STATED PROBLEM: Could you copy the whole listing below word for word, with nothing changed?

--- start of EXTRACTED ENTRIES ---

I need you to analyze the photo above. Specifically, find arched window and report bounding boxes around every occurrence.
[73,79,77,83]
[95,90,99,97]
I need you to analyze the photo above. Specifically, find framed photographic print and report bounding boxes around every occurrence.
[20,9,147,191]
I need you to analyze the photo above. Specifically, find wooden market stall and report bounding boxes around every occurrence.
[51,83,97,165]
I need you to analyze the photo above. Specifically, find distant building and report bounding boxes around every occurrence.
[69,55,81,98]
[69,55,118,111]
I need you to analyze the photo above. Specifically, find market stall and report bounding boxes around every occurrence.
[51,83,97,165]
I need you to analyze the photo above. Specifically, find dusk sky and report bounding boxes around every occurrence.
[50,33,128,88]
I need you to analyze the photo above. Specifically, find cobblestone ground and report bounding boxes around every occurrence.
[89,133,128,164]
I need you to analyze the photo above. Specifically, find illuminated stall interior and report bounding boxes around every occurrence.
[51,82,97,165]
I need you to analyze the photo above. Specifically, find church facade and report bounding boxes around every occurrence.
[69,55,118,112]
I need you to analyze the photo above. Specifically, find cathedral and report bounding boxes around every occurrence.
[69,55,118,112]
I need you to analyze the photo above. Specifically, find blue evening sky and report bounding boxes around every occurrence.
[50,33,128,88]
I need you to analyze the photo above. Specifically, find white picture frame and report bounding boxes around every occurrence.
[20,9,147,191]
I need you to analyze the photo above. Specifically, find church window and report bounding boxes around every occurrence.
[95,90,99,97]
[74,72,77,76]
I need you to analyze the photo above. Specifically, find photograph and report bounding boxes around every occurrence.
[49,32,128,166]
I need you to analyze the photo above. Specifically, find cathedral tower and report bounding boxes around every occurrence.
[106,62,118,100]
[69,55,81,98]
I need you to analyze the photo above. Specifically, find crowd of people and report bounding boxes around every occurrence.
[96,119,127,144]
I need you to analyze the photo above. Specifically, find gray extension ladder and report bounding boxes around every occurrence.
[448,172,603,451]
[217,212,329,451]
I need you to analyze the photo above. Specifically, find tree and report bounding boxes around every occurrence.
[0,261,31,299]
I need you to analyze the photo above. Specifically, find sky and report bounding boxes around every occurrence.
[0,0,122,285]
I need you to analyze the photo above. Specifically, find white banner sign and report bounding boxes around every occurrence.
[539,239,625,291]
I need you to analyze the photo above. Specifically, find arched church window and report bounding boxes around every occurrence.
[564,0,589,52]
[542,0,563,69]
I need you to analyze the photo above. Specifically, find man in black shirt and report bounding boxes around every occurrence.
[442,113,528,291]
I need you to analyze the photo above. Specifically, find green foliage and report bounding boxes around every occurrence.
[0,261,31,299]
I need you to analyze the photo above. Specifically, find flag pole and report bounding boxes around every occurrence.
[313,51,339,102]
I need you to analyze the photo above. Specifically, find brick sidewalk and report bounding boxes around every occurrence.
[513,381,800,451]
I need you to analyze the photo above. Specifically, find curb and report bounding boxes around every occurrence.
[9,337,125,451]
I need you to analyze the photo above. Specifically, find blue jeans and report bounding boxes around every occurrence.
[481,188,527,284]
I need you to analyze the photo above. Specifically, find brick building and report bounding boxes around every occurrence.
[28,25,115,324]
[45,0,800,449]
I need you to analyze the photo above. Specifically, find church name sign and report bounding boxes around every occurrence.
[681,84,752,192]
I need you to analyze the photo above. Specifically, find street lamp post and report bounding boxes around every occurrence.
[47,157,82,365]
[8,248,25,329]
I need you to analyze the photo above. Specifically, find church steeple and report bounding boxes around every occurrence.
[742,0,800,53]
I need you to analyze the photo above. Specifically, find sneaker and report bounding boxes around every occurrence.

--- end of EXTRACTED ENTRIES ---

EXERCISE ANSWER:
I need you to analyze the photo above. Specifically, find arched window and report bounding boxes around every occurrence.
[73,79,77,83]
[95,90,99,97]
I need you to analyze the photo above. Specifically, find framed photographic print and report bounding boxes around every occurrence.
[20,9,147,191]
I need you to analyze the photo above. Specifically, find wooden market stall and report bounding boxes around every occurrence.
[51,83,97,165]
I need you to analyze the photo above. Specifically, find distant building and report bounding boxes around every occurrence.
[69,55,81,98]
[69,55,118,111]
I need you to analyze the photo above. Specifically, find market stall and report bounding boxes around every occurrence.
[51,83,97,165]
I need you to analyze the photo above. Specifically, find dusk sky and report bounding boxes around every occurrence.
[50,33,128,88]
I need you to analyze the photo above. Specifically, find cobblestone ground and report bounding boxes around every occurrence.
[89,133,128,164]
I need you to analyze the photo above. Specifically, find illuminated stall interior and report bounding boxes around every occurrence.
[51,82,97,165]
I need you to analyze the photo above. Specifically, find church facade and report bounding boxes around every occurrence.
[69,55,118,112]
I need you to analyze the photo above. Specifically, find cathedral and report bounding boxes around every occurrence.
[69,55,118,112]
I need you to analyze the photo above. Specifically, find blue evening sky and report bounding boxes around every occurrence.
[50,33,128,88]
I need you to analyze the photo above. Specifically, find white picture frame and report bounding boxes around every occurrence.
[20,9,147,191]
I need you to analyze the photo above. Specifically, find church window and report bounding boxes around every occurrence.
[95,90,99,97]
[74,72,77,76]
I need you to analyze the photo above. Specifically, find photograph and report bounding boxes around every occurrence.
[49,32,128,166]
I need you to analyze the photo above. Specifically, find cathedral tower and report bounding boxes around every occurrence.
[106,62,118,100]
[69,55,81,98]
I need you to analyze the photo above. Specifically, find crowd of people and report bounding boxes around every occurrence.
[96,119,127,144]
I need you to analyze the photo above. Specifically, find gray extension ladder and report bounding boxes around every occurrence.
[448,172,603,451]
[217,212,329,451]
I need you to analyze the photo above. Specifically, find tree and report bounding boxes around every occurrence.
[0,261,31,299]
I need you to analyze the photo above. Specifically, find sky and report bounding boxes around every occurrence.
[0,0,122,285]
I need you to analyze the photo above. Specifically, find white banner sign and report bounding boxes around every occurrence.
[539,239,625,291]
I need you to analyze the photo above. Specifically, find arched church window and report bounding boxes around every occurrence.
[564,0,589,52]
[542,0,563,69]
I need you to analyze the photo above. Specifically, find man in black shirt and report bounding boxes around every occurrence.
[442,113,528,291]
I need you to analyze the photo above. Specifically, find green foliage and report bounding boxes around every occurrence.
[0,261,31,299]
I need you to analyze the photo above. Specifically, find flag pole and report bounding boxes around every occurrence.
[313,51,339,102]
I need you to analyze the photo above. Specifically, find brick sidewalk and report bounding boxes around every occurrence.
[513,381,800,451]
I need you to analyze the photo above. Specifically, find curb and report bounding boxes around every occurrence.
[9,337,125,451]
I need you to analyze the photo above. Specifically, find blue jeans and report bounding boxes around every occurrence.
[481,188,527,284]
I need you to analyze the photo above. Specifically, find brick building and report bounding boxes around every occurrence.
[28,25,115,324]
[45,0,800,449]
I need you to analyze the photo above. Specifically, find church name sign and report bounding boxes around every occurrence.
[681,84,752,192]
I need you to analyze the photo above. Specifically, find street lamp post and report bounding boxes around every occurrence.
[47,157,82,365]
[8,248,25,329]
I need you to analyze the photo above. Specifically, find church steeple and report bounding boxes around every occurrence.
[742,0,800,53]
I need you to analyze the photo above. Specifically, find sneaker and report bounding boxes around every occurrence.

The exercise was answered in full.